Restate the complete material exactly.

┏━━

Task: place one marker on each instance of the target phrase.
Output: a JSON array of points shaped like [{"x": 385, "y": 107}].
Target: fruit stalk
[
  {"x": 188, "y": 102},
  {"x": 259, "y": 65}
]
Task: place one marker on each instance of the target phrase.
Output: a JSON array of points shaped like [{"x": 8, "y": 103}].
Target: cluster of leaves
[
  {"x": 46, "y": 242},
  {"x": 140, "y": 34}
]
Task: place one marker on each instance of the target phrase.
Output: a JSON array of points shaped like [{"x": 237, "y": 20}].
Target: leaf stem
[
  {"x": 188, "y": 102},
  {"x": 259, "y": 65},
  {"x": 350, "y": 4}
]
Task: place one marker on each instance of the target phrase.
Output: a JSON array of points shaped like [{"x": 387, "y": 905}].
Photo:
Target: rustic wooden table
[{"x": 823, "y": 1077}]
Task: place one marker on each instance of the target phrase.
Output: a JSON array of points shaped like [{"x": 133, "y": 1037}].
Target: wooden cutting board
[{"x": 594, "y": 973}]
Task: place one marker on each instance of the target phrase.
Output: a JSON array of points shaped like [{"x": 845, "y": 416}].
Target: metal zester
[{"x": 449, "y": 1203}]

┗━━

_TASK OUTPUT:_
Task: place one marker on each instance of the target phrase.
Output: a JSON array of points shaped like [{"x": 385, "y": 107}].
Target: fruit stalk
[
  {"x": 188, "y": 102},
  {"x": 259, "y": 65}
]
Task: place one marker on each instance of the target phrase.
Output: a JSON array of points shaped like [{"x": 8, "y": 103}].
Target: cluster of leaves
[
  {"x": 46, "y": 242},
  {"x": 140, "y": 34}
]
Task: place one marker on each instance of the target phrase.
Output: a JSON array of points shaped like [{"x": 237, "y": 20}].
Target: leaf stem
[
  {"x": 188, "y": 102},
  {"x": 259, "y": 65},
  {"x": 350, "y": 4}
]
Task: place one marker on each instance of the target phrase.
Output: a JSON array of points shaped like [{"x": 387, "y": 905}].
Photo:
Target: rustic wooden table
[{"x": 823, "y": 1077}]
Task: place one marker on each instance of the target phrase.
Output: a JSON array of points shaped like [{"x": 133, "y": 1037}].
Target: wooden cutting board
[{"x": 594, "y": 973}]
Task: place one marker on each instance of the target phrase.
Output: a JSON array of points shaped like [{"x": 845, "y": 416}].
Target: metal zester
[{"x": 449, "y": 1203}]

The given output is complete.